START TEXT PROVIDED

2015 Tournament Article

By Bob Groene, The Dispatch and Rock Island Argus

(September 23, 2015) When the final flopping fish was weighed last Saturday afternoon at the 41st annual Children’s Therapy Center Charity Bass Tournament held out of Albany Landing on Mississippi River pool 14, the top finishers looked like family affairs.

It included fishing partners consisting of two brothers, a father & son and a husband and wife. Quite fitting considering that the funds raised will go toward providing professional therapy services to QC area youngsters who have developmental disabilities and delays from birth, injury or illness. Therapy is provided for medical rehabilitation that will help these youngsters achieve their highest level of independence — situations that most often affect entire families.

END TEXT PROVIDED

_COMPLETE THE FOLLOWING_
(a) Do these statements agree with the tournament article? Answer yes or no for each and quote the deciding words.
(i) The tournament was held out of Albany Landing on Mississippi River pool 14.
(ii) The 2015 event was the 40th annual tournament.
(iii) The money raised will pay for therapy services for QC area youngsters.
(b) Duplicate the tournament article from "(September 23, 2015)" to "affect entire families.".
(c) List the pairs of fishing partners that the tournament article names among the top finishers.

START GIVEN DATA

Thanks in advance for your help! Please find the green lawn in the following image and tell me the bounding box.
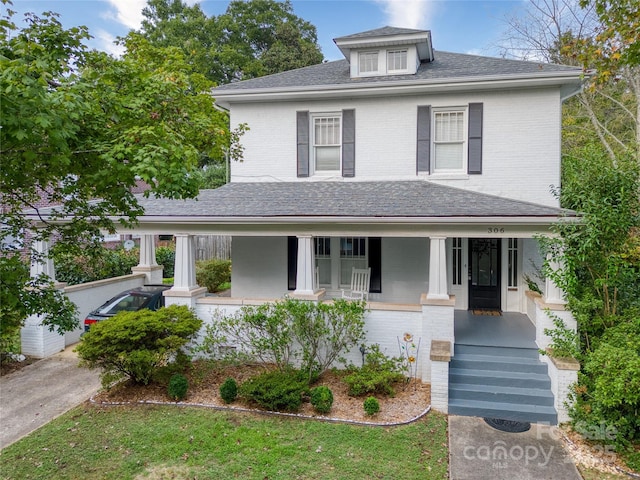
[0,404,448,480]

END GIVEN DATA

_WRITTEN RESPONSES_
(a)
(i) Yes: "held out of Albany Landing on Mississippi River pool 14"
(ii) No: "41st annual Children’s Therapy Center Charity Bass Tournament"
(iii) Yes: "the funds raised will go toward providing professional therapy services to QC area youngsters"

(b)
(September 23, 2015) When the final flopping fish was weighed last Saturday afternoon at the 41st annual Children’s Therapy Center Charity Bass Tournament held out of Albany Landing on Mississippi River pool 14, the top finishers looked like family affairs.

It included fishing partners consisting of two brothers, a father & son and a husband and wife. Quite fitting considering that the funds raised will go toward providing professional therapy services to QC area youngsters who have developmental disabilities and delays from birth, injury or illness. Therapy is provided for medical rehabilitation that will help these youngsters achieve their highest level of independence — situations that most often affect entire families.

(c)
- two brothers
- a father & son
- a husband and wife